**** TEXT PASSAGE

Wells Fargo (NYSE:WFC) stock closed down close to 10% on June 11 as Federal Reserve Chairman Jerome Powell reconfirmed his commitment to be accommodative, in light of a negative outlook for the economy. That’s a dark omen for bank stocks in general. Although he stated the pace of monetary policy changes will be data-dependent, signs indicate a possibility that the Federal Funds target rate will be between 0 and 0.25 until 2022.
He also anticipates that the recovery may start towards the second half of the year, but does not expect unemployment will be lower than 9% by year-end. This is especially difficult for Wells Fargo, as the general health of the overall economy is key to profitability in their business’ lines.
To expand on that, on June 10 CFO John Shrewsberry spoke about the current state of the bank at the Virtual U.S. Financials Conference. He stated that in first-quarter demands for mortgages, and credit card activity was down, but auto loan demand is starting to increase.
Earlier in the quarter, commercial clients drew down their credit lines to create cushion, but that pattern of behavior has abated save for the replacement of other debts on their balance sheets.

********

*TASK DESCRIPTION*
Please list each kind of lending or credit activity that the Wells Fargo passage reports a change in.

**** SUPPLIED INFORMATION

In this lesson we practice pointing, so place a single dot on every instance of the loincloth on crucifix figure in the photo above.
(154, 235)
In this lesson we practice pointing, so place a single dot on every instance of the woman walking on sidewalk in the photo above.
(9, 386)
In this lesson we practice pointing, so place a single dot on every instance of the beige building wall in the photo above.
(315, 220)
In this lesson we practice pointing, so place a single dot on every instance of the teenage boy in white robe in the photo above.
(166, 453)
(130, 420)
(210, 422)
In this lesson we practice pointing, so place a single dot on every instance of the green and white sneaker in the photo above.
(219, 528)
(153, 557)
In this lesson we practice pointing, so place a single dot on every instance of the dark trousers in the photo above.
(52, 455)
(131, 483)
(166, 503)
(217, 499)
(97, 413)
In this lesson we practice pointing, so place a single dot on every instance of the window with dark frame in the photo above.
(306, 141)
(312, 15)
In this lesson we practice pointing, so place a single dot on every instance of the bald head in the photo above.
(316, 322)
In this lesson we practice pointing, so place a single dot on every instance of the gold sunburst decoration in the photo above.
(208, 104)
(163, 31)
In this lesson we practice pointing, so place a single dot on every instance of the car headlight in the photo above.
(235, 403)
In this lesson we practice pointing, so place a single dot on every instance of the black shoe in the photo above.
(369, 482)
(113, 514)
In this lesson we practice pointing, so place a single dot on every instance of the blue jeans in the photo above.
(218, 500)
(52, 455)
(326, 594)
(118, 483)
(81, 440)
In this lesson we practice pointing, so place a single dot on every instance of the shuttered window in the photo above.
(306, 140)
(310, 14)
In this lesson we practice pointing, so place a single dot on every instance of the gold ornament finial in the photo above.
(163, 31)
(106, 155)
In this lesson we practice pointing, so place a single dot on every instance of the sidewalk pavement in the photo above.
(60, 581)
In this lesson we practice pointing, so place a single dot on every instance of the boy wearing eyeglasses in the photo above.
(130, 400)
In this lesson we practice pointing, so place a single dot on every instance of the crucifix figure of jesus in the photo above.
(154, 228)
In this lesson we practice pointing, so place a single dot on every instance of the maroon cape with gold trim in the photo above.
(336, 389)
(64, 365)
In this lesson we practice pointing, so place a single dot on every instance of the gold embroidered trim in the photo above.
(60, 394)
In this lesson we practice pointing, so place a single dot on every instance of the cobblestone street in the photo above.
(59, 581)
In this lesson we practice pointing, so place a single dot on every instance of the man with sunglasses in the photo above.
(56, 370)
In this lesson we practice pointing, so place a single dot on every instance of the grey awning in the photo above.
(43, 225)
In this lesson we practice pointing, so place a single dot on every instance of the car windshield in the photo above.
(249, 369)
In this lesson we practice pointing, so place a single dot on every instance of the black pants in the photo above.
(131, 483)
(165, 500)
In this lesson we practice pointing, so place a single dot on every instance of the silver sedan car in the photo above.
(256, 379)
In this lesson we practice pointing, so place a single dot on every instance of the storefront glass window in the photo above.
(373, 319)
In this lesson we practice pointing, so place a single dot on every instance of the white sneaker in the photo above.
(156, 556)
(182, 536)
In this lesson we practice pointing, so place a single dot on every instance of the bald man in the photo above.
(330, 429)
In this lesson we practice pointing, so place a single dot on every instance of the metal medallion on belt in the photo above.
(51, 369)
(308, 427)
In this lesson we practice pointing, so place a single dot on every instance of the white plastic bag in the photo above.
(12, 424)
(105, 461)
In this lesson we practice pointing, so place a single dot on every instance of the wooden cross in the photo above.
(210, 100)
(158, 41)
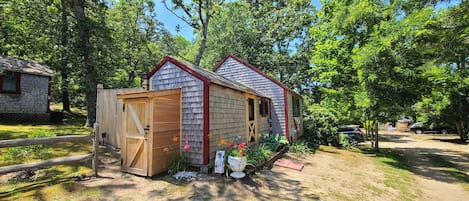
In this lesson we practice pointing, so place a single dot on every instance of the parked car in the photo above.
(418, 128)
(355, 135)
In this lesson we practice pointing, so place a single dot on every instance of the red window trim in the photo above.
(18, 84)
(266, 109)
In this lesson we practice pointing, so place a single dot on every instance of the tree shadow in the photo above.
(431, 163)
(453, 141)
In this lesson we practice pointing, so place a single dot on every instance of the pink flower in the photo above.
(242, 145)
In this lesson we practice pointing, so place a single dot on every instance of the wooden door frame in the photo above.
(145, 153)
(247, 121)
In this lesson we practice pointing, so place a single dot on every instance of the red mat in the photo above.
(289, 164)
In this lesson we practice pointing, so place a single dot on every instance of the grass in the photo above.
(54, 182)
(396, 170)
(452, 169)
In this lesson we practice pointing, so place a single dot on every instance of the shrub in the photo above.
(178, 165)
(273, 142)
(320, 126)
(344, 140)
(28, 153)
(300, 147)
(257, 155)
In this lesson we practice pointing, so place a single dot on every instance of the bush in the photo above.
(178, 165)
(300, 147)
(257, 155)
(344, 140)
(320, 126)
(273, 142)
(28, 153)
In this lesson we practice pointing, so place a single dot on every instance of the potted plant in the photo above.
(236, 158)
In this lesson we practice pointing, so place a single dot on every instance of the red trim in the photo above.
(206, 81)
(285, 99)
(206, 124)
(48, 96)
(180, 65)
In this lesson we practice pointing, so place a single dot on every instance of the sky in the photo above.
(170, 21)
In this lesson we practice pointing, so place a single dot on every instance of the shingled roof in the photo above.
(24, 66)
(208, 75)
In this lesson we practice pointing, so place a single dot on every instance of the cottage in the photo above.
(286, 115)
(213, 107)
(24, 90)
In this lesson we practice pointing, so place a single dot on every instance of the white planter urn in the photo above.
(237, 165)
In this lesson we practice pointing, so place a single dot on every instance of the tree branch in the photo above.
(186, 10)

********
**** SUPPLIED INFORMATION

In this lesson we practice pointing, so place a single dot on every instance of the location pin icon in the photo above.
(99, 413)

********
**** SUPPLIED INFORMATION

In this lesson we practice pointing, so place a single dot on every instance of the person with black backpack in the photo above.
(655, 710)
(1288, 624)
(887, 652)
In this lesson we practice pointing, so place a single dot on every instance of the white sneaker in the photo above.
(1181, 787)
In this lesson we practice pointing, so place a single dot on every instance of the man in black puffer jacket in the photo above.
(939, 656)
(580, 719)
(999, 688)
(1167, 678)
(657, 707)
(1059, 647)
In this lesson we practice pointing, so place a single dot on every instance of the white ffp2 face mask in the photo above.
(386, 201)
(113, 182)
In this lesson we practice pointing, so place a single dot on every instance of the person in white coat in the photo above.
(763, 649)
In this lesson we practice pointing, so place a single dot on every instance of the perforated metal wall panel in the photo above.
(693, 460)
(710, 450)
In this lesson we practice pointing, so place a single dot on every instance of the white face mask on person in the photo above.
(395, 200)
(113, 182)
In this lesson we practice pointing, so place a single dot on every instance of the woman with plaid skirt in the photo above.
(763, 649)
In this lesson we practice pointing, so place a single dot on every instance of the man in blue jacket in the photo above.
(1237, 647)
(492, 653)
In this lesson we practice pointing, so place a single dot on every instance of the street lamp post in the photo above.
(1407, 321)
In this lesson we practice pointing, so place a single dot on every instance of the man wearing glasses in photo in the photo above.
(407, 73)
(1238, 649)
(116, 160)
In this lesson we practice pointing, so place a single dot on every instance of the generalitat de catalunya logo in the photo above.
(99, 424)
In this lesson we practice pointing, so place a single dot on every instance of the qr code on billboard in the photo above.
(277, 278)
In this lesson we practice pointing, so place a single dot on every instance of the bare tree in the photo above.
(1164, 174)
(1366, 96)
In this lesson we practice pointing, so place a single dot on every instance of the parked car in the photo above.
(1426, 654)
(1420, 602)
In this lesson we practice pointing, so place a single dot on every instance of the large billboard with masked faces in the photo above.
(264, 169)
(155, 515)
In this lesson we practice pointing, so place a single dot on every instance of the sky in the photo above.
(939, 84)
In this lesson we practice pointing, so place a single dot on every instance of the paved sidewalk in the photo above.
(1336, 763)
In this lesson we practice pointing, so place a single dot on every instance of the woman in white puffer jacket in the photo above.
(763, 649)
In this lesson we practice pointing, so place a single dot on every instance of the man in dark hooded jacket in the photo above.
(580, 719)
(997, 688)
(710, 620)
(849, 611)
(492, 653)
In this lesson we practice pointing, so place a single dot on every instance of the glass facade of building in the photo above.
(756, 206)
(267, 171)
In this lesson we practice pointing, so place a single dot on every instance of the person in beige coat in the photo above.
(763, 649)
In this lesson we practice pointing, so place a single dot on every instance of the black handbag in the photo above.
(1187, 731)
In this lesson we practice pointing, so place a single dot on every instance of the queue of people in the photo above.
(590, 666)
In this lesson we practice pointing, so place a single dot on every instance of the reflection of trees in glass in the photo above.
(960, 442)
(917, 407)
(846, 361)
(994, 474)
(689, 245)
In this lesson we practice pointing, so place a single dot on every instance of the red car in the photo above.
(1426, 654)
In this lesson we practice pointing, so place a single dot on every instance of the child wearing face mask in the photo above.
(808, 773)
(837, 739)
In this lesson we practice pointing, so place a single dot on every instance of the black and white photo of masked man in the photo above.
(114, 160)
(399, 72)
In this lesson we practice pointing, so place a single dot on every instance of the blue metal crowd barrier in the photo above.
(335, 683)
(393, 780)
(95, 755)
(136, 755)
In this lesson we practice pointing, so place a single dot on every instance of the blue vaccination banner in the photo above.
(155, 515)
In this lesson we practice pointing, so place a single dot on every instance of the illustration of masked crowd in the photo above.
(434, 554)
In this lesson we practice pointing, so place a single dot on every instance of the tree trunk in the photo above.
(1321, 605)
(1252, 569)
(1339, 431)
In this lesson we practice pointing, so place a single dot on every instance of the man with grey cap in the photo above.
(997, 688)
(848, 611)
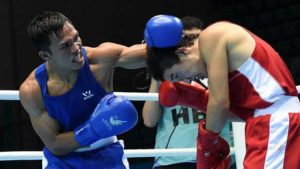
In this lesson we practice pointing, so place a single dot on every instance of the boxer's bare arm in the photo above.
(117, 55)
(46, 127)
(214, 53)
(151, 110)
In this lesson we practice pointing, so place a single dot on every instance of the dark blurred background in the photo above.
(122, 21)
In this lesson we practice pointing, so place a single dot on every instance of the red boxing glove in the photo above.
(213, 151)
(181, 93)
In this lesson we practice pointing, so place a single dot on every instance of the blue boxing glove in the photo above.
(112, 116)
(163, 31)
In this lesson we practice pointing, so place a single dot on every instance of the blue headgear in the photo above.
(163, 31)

********

*ANSWER SPACE*
- Mortgage demand
- Credit card activity
- Auto loan demand
- Commercial clients drawing down their credit lines